* Begin Text section *

1
\$\begingroup\$

I recently failed to finish a code for a job interview. One of the problems is that I decided to use Pandas (it made sense) but I was unfamiliar with it (however I know Python Scipy and Numpy), so it took a lot of time to figure out everything. It's the first time I wrote such kind of code manipulating Pandas data frames, thus I was wondering if you could give me advice to do things better.

The purpose of the code was to read a CSV table of trading data (for a finance company) and then manipulating the data in order to find certain properties. I did not finish it, but do you think I could have done something that make it run faster? it took 43 minutes to do just what it does now. The .csv file is a 1.2GB file.

Moreover, if you have any observation about style it is more than welcome.

import numpy as np
import pandas as pd
import csv
import time
import matplotlib.pyplot as plt
chunk_size = 10**5 #safe on memory
auction_division = 40000.0 #empirical
path = 'scandi.csv'
col_names = ['id','empty0','bid_price','ask_price','trade_price',\
 'bid_volume','ask_volume','trade_volume','update',\
 'empty1','date','seconds','opening','empty2','con_codes']
col_names_load = ['id','bid_price','ask_price','trade_price',\
 'trade_volume','update','date','seconds','con_codes']
start = time.time()
total=0
stocks=set()
days=set()
sub_chunks = []
for i,chunk in enumerate(pd.read_csv(path, sep=',,|,',names=col_names, usecols=\
 ['id','bid_price','ask_price','date','seconds'],\
 engine='python', chunksize=chunk_size)):
 ids_unique = set(chunk.id.unique().tolist())
 day_unique = set(chunk.date.unique().tolist())

* End Text section *

• **What you need to do**:
- a) In the Pandas post, how long did the code take to do what it currently does?
- b) Please write the next part of the Pandas post, picking up right after its last line of code.

* Begin Dataset entries *

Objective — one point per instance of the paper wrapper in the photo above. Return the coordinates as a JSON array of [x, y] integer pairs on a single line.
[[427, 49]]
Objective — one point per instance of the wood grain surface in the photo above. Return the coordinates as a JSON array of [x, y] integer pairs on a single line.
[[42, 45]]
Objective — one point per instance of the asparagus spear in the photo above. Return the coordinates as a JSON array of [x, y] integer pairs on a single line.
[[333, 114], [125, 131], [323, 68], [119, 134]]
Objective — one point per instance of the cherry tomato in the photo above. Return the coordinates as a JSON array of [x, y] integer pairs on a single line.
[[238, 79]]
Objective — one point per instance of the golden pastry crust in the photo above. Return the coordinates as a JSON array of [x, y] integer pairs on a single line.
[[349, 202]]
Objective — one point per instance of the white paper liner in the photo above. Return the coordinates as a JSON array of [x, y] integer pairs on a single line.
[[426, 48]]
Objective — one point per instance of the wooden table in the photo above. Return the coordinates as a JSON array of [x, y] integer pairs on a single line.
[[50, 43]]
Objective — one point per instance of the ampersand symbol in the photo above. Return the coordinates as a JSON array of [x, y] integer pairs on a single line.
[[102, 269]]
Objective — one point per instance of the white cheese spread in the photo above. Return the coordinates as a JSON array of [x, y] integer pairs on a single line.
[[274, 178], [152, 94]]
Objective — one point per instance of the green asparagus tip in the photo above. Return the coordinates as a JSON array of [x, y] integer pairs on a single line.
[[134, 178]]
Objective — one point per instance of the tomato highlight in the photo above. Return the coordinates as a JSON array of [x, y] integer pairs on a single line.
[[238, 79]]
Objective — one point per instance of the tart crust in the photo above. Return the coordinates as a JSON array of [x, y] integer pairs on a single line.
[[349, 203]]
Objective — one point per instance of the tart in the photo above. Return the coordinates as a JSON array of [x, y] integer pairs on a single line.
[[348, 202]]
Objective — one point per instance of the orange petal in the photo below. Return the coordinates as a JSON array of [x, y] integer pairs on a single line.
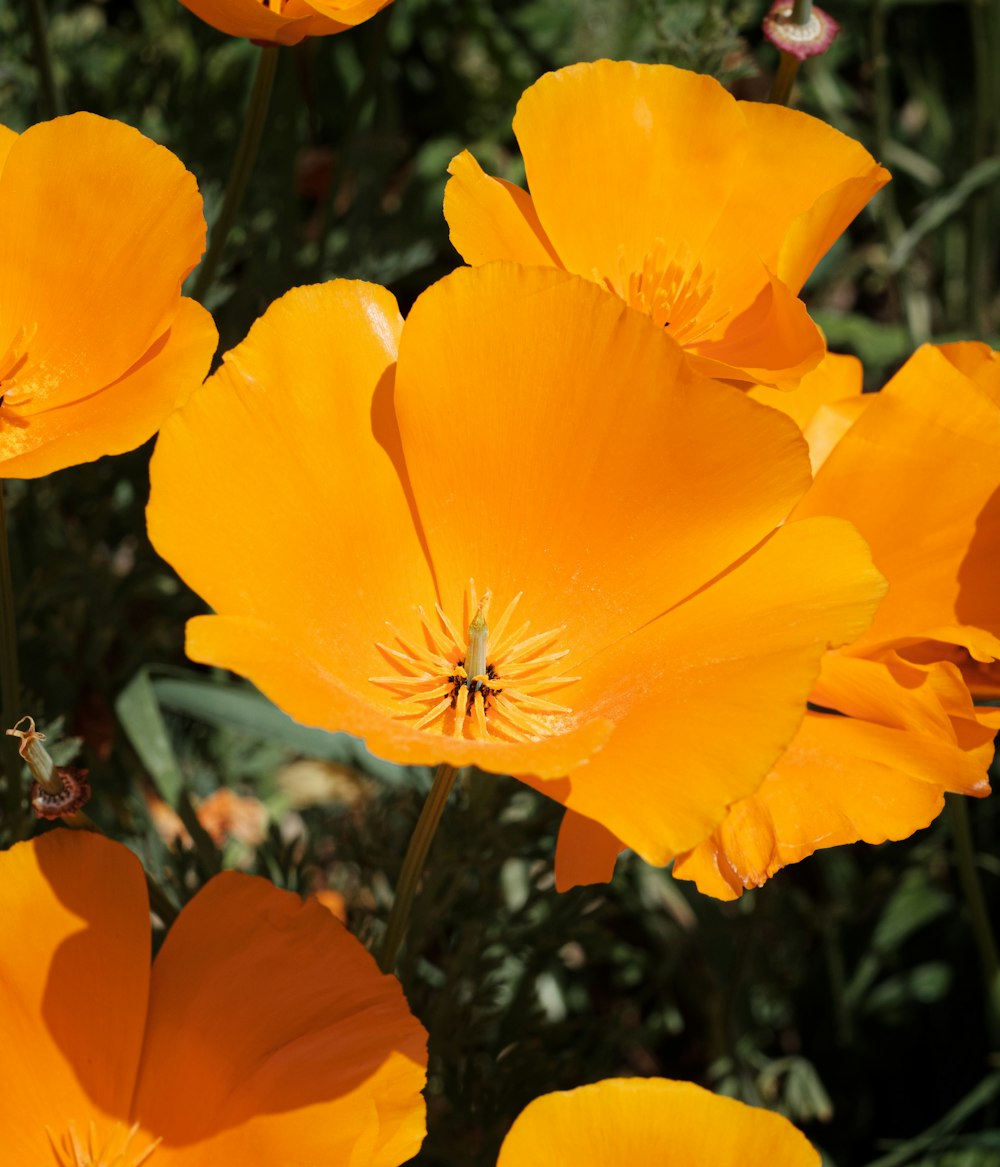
[[573, 458], [650, 1122], [878, 774], [120, 416], [98, 229], [615, 160], [585, 853], [75, 969], [917, 474], [706, 698], [824, 177], [273, 1039], [824, 405], [773, 341], [294, 22], [489, 218]]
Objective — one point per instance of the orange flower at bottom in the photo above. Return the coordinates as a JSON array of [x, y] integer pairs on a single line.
[[263, 1035], [648, 1123]]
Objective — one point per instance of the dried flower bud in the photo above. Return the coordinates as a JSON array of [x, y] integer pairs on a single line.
[[799, 41]]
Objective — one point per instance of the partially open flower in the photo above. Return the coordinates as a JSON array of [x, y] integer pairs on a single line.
[[264, 1033], [516, 532], [649, 1123], [284, 21], [98, 229], [705, 212]]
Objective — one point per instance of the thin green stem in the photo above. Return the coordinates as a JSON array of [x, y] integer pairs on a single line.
[[978, 909], [43, 57], [413, 865], [242, 167], [9, 677]]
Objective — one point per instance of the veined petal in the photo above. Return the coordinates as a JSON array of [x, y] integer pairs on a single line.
[[648, 1123], [824, 179], [615, 160], [118, 417], [910, 733], [573, 458], [917, 474], [75, 969], [489, 218], [272, 1039], [98, 229], [706, 698], [586, 852]]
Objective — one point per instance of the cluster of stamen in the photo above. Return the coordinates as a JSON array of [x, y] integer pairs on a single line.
[[485, 685], [119, 1151], [672, 289]]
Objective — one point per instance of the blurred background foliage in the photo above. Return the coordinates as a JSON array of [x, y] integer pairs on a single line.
[[845, 993]]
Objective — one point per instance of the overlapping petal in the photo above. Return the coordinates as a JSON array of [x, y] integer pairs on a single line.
[[284, 21], [542, 439], [98, 229], [650, 1122], [633, 191], [920, 474], [266, 1033]]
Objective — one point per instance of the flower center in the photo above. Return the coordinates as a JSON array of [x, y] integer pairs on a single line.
[[671, 289], [484, 685], [120, 1150], [12, 360]]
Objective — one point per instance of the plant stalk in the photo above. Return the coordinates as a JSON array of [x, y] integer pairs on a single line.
[[978, 910], [413, 865], [242, 167]]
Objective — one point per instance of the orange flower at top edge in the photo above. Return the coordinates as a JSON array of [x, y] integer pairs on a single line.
[[264, 1034], [648, 1123], [516, 532], [705, 212], [284, 21], [920, 475], [98, 229]]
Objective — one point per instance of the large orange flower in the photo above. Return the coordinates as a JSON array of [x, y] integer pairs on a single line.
[[705, 212], [263, 1035], [517, 532], [648, 1123], [284, 21], [920, 475], [98, 229]]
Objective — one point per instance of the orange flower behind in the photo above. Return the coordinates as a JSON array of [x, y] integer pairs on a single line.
[[516, 532], [648, 1123], [98, 229], [705, 212], [284, 21], [920, 475], [263, 1035]]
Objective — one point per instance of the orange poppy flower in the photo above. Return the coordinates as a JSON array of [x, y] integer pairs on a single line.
[[284, 21], [703, 211], [920, 475], [650, 1122], [517, 532], [264, 1033], [98, 229]]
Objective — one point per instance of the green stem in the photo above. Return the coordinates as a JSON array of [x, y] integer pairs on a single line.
[[413, 865], [9, 676], [43, 57], [242, 167], [978, 909]]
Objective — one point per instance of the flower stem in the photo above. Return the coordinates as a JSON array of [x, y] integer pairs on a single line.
[[978, 910], [43, 57], [788, 64], [242, 167], [9, 677], [413, 865]]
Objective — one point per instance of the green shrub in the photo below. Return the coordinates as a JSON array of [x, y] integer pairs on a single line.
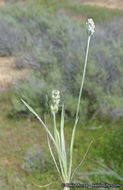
[[55, 47]]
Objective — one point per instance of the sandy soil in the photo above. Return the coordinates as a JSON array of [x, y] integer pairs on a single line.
[[112, 4], [9, 74]]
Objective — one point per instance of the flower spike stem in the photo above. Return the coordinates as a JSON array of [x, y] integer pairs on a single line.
[[78, 105]]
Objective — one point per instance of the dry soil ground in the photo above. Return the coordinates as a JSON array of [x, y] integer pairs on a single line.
[[8, 72], [113, 4]]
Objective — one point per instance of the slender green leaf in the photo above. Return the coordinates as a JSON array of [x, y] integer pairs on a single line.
[[45, 127]]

* End Dataset entries *

• **Final results**:
- a) 43 minutes.

- b)
 stocks|=ids_unique
 days|=day_unique
 auction_data = chunk[chunk['bid_price']>chunk['ask_price']]
 new_el = auction_data[['date','seconds']]
 sub_chunks.append(new_el)
days_list = list(days)
auction = pd.concat(sub_chunks)
au_bound = []
stocky=list(stocks)
for day in days_list:
 g=auction[auction['date']==day]
 slot1=g[g['seconds']<auction_division].seconds
 slot2=g[g['seconds']>auction_division].seconds
 au_bound.append((slot1.min(),slot1.max(),slot2.min(),slot2.max()))
the_last_element = pd.DataFrame(np.zeros((7, len(stocks))), columns=stocky)
#rows: 0: bid price, 1: ask price, 2: trade price, 3: trade volumes, 4: date, 5: seconds, 6: flag
for i,chunk in enumerate(pd.read_csv(path, sep=',,|,', names=col_names, 
usecols = col_names_load, engine='python', chunksize=chunk_size)):
 print i+1, 'th chunk'
 #I select just trade updates because ticks and bid-ask spreads make sense at the trade (that's what I think to have learnt from investopedia)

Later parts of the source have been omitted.